Your objective: Return each line from the entries below that contains the string "house". Case counts.

[Lines of data]
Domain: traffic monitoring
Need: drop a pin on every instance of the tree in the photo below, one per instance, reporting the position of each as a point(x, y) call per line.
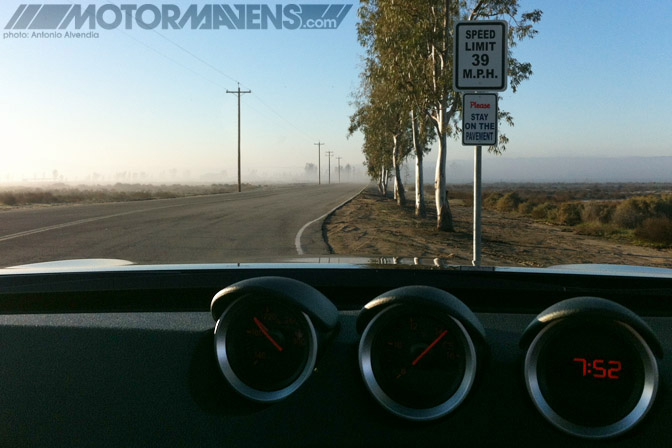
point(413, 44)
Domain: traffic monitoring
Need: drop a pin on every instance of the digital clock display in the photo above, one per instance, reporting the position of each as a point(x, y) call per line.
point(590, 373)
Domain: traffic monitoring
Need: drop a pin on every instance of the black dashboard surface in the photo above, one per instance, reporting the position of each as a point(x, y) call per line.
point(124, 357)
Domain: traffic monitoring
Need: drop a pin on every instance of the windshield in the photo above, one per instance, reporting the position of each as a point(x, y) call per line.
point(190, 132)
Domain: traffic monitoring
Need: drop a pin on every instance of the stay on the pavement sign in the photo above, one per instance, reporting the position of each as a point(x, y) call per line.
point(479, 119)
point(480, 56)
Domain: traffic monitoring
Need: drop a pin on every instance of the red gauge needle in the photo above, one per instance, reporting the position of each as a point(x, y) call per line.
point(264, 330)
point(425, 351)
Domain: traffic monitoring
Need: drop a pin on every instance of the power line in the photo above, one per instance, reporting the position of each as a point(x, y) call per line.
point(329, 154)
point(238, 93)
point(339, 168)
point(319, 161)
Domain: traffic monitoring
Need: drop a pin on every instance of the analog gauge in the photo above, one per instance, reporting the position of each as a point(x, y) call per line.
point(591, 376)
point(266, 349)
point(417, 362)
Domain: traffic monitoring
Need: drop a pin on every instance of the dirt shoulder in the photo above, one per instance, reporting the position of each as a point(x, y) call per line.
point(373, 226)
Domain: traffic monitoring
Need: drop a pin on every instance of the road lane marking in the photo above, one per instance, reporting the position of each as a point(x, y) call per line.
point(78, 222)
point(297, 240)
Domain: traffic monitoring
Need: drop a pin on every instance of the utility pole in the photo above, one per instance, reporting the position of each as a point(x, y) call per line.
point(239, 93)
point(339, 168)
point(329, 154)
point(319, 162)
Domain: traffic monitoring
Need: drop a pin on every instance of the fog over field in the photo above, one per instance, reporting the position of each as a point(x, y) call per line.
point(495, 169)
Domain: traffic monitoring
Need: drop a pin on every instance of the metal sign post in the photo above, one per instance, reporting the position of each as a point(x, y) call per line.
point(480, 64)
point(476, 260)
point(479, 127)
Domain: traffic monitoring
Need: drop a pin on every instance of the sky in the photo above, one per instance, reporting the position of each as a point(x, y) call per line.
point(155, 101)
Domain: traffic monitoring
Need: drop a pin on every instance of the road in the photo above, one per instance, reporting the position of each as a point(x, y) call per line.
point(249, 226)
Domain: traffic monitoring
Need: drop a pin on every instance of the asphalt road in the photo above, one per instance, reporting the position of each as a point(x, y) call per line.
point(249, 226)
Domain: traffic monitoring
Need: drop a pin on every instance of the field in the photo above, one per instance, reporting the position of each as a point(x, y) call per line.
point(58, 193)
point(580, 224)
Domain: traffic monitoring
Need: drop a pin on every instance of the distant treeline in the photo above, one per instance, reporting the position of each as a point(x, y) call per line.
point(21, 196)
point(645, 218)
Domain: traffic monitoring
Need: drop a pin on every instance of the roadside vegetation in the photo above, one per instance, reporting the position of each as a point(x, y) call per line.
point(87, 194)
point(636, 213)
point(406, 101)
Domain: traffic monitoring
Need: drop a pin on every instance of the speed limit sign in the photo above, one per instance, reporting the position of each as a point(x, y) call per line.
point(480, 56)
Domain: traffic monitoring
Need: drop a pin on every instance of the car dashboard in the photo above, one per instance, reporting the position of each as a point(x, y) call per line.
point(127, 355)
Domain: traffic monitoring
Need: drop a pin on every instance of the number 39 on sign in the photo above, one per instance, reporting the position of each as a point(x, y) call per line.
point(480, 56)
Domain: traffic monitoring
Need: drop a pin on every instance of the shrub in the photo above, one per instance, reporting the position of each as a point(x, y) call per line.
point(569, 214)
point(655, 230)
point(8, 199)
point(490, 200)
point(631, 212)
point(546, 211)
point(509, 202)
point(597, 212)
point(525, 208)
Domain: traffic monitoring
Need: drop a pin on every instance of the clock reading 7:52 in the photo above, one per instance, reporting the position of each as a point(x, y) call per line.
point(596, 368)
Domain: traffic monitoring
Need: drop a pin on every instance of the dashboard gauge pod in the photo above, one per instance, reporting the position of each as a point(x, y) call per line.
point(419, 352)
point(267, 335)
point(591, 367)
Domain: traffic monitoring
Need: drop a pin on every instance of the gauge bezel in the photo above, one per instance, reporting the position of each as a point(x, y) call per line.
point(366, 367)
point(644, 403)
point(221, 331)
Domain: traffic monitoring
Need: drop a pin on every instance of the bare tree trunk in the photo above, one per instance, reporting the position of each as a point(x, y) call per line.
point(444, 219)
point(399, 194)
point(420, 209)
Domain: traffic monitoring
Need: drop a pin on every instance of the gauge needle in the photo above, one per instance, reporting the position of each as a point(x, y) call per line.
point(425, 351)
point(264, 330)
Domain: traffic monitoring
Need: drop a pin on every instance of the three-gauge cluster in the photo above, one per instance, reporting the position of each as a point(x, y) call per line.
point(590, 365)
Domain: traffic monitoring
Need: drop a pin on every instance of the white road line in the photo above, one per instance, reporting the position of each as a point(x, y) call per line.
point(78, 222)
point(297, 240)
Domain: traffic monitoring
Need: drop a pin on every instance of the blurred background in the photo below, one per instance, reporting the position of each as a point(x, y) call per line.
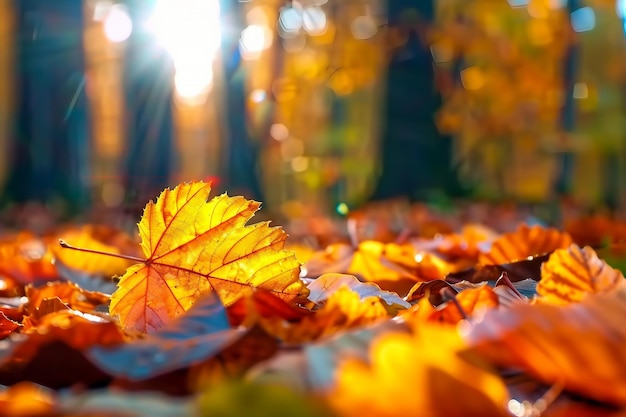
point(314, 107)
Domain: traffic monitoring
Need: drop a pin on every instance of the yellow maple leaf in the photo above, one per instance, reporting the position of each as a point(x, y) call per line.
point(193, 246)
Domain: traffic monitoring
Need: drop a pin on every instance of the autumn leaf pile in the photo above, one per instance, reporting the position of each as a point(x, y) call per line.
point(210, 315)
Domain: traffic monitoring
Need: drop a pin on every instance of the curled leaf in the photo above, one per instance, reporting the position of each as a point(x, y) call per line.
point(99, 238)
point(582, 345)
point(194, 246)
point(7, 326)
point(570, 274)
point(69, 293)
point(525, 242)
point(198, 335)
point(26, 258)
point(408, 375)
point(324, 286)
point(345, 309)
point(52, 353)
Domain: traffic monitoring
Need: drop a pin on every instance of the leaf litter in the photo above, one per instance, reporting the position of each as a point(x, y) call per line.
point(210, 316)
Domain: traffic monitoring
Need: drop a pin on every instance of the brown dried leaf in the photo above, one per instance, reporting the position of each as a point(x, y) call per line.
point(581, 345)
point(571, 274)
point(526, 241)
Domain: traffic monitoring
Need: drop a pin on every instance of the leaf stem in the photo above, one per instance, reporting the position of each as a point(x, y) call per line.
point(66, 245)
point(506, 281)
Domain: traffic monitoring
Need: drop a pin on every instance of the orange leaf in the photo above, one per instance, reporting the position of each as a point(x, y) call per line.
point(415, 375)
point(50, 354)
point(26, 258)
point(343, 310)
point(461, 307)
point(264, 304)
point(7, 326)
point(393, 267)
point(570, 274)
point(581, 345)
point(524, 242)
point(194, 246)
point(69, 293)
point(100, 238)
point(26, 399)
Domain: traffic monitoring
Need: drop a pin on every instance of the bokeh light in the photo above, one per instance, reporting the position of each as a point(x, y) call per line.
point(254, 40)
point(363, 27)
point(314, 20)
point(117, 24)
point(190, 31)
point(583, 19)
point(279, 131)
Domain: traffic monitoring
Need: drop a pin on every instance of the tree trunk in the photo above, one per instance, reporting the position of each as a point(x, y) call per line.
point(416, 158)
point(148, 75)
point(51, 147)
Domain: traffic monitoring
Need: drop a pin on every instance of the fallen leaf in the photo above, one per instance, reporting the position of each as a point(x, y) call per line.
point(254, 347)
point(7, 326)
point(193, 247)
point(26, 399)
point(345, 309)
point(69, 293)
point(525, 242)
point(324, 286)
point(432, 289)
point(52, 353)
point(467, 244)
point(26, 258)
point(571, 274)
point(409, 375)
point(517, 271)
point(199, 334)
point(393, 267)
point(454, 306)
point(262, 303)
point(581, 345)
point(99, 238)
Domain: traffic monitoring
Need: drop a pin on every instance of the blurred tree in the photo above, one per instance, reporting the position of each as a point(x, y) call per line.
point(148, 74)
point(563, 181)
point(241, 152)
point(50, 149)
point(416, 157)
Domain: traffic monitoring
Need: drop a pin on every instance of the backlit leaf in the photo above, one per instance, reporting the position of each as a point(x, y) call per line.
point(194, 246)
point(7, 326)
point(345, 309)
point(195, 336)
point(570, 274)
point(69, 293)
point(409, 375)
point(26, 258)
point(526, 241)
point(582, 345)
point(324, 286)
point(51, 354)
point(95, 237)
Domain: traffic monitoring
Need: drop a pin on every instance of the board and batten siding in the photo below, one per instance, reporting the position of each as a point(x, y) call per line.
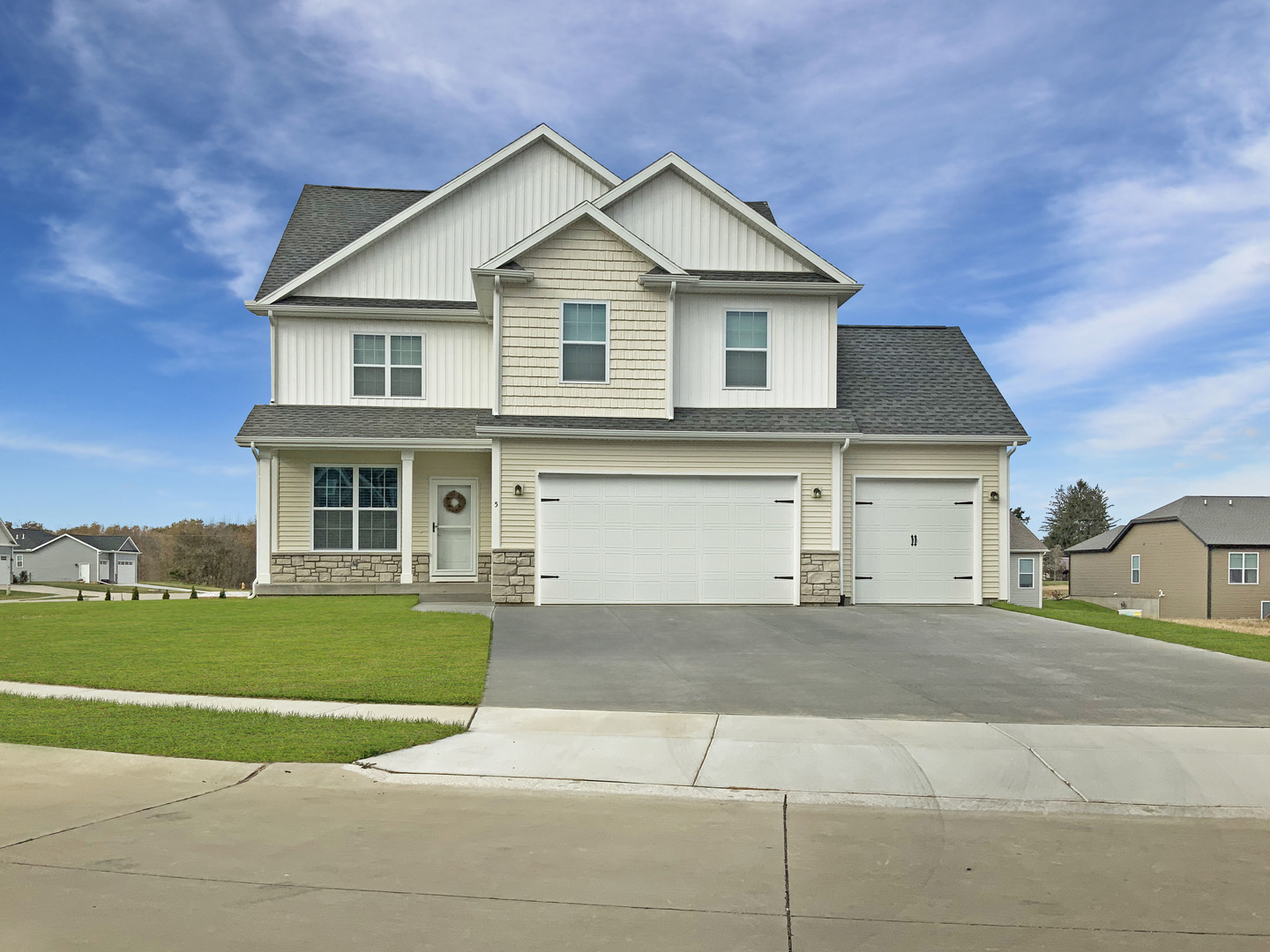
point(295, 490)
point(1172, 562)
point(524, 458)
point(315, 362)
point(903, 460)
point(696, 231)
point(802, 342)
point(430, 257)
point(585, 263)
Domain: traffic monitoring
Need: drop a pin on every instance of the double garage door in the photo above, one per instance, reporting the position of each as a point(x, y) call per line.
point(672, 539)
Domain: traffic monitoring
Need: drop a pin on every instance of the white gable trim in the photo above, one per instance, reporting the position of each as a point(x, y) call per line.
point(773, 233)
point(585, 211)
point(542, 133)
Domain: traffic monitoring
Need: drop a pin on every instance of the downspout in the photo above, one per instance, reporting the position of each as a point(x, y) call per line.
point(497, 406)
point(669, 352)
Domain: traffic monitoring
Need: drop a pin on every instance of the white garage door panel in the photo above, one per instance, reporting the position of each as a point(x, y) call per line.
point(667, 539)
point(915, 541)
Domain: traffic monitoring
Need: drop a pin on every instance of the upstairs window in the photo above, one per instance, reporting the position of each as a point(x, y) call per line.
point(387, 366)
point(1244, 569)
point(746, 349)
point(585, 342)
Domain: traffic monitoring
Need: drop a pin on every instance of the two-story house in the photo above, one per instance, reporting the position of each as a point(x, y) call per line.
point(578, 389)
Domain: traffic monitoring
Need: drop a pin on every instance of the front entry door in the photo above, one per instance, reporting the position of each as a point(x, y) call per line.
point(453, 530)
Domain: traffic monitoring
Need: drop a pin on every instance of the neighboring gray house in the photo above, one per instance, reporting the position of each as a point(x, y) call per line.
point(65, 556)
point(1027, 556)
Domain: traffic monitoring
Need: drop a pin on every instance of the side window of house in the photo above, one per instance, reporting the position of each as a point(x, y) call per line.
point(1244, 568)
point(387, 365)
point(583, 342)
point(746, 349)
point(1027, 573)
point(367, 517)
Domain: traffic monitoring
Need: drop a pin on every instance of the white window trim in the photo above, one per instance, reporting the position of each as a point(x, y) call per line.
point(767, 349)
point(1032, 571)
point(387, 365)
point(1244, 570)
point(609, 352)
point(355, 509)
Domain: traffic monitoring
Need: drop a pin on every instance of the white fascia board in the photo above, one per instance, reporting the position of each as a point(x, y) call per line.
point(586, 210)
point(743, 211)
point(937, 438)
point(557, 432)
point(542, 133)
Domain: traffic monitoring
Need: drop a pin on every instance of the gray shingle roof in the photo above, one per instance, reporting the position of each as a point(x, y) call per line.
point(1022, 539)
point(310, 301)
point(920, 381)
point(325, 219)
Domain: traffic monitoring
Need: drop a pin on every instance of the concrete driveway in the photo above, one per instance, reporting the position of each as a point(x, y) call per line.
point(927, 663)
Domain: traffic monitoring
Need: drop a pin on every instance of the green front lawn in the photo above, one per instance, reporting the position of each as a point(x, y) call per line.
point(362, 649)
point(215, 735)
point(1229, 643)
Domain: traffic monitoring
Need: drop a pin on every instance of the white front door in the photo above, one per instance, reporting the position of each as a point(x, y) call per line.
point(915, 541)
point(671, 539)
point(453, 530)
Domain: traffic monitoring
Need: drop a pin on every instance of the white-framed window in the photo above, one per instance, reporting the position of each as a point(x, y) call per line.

Written response:
Need: drop a pin on every instance of the two-story house in the photo above, one per instance, reporting the position of each as a point(x, y) call per line.
Need: drop a pin on every instance of the neighboring gray house in the photo above, one per instance, reporting the position of each as a point(x, y) call per line.
Need: drop a pin on every instance of the side window of house in the photo above, one per instance, reporting the position of each as a point(x, y) call per line.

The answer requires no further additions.